---- ИСХОДНЫЙ ТЕКСТ

27.01.2005 03:00
В мире

Репортаж с форума, посвященного освобождению Освенцима

Освенцим: "Да будет на века криком отчаяния и предостережения для человечества это место..."
Текст:  Татьяна Владыкина
Союз. Беларусь-Россия - Федеральный выпуск: №0 (199)
Читать на сайте RG.RU

Из Освенцима репортаж корреспондента "СОЮЗа".

Аuschwitz-I

Я стою перед входными воротами в концлагерь Аuschwitz. Полосатый шлагбаум поднят вверх, к небу. Над ним - отлитый из черного чугуна лозунг на немецком: "Работа делает свободным". Аккуратный одноэтажный дом из красного кирпича. Это потом я узнаю, что аккуратный дом не что иное, как блок начальника лагеря. Что толстая береза, лениво покачивающая тонкими ветками, сохранилась еще с 1940 года. Что полосатый шлагбаум поднимался к небу каждый день, чтобы через единственные ворота пропускать на работу около десяти тысяч узников. А пока, если смотреть прямо и не замечать серые бетонные столбы с колючей проволокой, мне кажется, что я в польской деревушке. Пыльная дорога с застрявшими в ней навеки булыжниками. Черные пустые окна двухэтажных кирпичных домов. Зеленая заиндевелая трава. Голубое небо. Яркое солнце. Ледяная тишина. Музей Аuschwitz открыт для посетителей.

--------
---- ПРЕДСТАВЛЕННЫЕ ДАННЫЕ

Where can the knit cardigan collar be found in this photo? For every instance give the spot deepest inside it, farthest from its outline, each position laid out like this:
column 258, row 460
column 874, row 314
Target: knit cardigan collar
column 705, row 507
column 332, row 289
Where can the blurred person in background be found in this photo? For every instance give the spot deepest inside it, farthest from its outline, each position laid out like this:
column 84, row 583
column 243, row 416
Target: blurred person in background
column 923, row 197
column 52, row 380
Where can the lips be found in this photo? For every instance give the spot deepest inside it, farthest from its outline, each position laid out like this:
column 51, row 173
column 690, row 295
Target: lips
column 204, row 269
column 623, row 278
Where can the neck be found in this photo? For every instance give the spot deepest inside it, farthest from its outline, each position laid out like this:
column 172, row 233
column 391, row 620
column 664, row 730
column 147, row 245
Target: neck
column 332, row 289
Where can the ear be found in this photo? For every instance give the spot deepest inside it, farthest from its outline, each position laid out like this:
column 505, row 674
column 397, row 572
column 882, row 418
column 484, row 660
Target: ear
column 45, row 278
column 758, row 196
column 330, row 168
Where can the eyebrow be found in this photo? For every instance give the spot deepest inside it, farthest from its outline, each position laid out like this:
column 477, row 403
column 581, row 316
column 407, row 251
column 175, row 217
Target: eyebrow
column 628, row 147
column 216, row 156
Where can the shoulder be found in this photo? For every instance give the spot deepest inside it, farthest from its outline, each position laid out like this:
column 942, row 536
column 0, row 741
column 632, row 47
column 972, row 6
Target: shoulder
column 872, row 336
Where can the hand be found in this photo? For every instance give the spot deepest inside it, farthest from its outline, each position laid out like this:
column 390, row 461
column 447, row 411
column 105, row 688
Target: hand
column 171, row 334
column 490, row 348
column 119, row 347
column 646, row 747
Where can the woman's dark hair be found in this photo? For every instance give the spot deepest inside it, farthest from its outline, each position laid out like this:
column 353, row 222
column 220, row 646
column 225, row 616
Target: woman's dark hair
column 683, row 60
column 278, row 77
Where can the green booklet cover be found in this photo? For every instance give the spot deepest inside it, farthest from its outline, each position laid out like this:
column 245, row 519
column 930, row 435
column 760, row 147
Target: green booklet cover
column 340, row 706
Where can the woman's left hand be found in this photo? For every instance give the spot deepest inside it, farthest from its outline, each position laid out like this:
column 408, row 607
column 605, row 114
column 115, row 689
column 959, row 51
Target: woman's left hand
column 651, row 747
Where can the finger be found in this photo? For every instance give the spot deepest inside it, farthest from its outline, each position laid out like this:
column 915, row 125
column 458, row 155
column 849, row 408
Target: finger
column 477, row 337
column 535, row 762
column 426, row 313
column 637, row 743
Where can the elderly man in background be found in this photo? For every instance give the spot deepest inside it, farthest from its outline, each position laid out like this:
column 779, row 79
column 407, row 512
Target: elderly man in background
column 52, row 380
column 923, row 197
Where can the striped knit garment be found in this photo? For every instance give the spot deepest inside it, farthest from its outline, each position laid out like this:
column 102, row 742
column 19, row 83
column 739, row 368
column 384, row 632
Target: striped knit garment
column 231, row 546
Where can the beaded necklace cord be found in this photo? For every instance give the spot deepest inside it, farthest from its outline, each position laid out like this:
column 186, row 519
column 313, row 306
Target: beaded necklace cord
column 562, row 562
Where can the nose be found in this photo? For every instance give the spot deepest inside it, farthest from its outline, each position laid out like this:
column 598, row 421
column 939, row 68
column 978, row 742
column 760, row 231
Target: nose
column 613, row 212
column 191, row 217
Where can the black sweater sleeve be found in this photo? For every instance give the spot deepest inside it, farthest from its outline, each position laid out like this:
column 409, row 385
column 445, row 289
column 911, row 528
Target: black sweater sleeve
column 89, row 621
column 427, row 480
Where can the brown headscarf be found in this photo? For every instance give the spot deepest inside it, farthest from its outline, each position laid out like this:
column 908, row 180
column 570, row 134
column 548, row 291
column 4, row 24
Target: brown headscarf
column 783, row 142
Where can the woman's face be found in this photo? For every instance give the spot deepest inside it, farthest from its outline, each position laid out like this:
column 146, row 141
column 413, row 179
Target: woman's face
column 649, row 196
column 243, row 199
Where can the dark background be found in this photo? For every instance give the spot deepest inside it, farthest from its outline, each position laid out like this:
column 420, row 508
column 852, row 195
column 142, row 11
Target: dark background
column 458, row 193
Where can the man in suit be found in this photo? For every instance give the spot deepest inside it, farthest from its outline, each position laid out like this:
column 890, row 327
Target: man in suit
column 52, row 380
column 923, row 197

--------

• **ЧТО НУЖНО СДЕЛАТЬ**: Продолжите репортаж из Освенцима, начав сразу после его последнего предложения.

• **ОТВЕТ НА ЗАДАНИЕ**:
Начальник исторического отдела музея, доктор истории Франтишек Пипер говорит, что в прошлом году в музее побывали 370 тысяч иностранцев, из них 60 тысяч приехали из США. Русские посетители здесь редкость. В основном приезжают немцы, поляки, евреи, американцы. Приезжают понять. Увидеть. Вспомнить.

- То, что мы видим, сохранилось с того времени, - говорит экскурсовод. - Сохранились вокруг сторожевые вышки, здание у входа, двадцать восемь блоков, в которых жили заключенные. Здесь были посажены деревья. Аuschwitz-I был предназначен для 10 тысяч мужчин, на самом деле здесь бывало до 18 тысяч.

- Пока был способен работать, мог жить, - продолжает она. - Если не годился к работе - убивали.

У этой стены с 41-го года каждое утро играл оркестр. В любую погоду музыканты играли марш, под который пересчитывали людей. Музыка спасала жизнь. Оркестрантов (120 человек) отправляли на облегченные работы, иногда неплохо кормили. По вечерам и в выходные тот же самый оркестр играл на эсесовских дансингах. Играли Шопена, Бетховена, Штрауса...

- Представьте себе, - говорит гид, - вот уже приехал поезд. Вагоны еще закрыты, на платформе еще остались чьи-то вещи, которые грузят в машину и отвозят на склады. Там все чистится, переупаковывается, сортируется, и все, что можно использовать, продается в Германии.

По стертым ступенькам поднимаюсь в блок номер "шестнадцать". У входной двери - стеклянный фонарь (такие сейчас стоят в парках, на дачах). На стене строгим трафаретом отметина "16 BLOCK". Первый этаж, большой пустой зал. Пол, выкрашенный серой краской. Печь, выложенная нежно-зеленой изразцовой плиткой. Я послушно иду за гидом, которая привычным жестом показывая то одну, то другую фотографию, не перестает сыпать цифрами и фактами.

В гулком зале слышится немецкая речь. Экскурсовод рассказывает что-то группе школьников из Германии. Девушка с пирсингом пристально вглядывается в черно-белую фотографию четырнадцатилетней узницы. Мальчик в широких штанах сосредоточенно набирает сообщение на мобильнике.

- Как реагирует новое поколение, - спрашиваю у нашего экскурсовода, - для них это обычный музей или нечто большее?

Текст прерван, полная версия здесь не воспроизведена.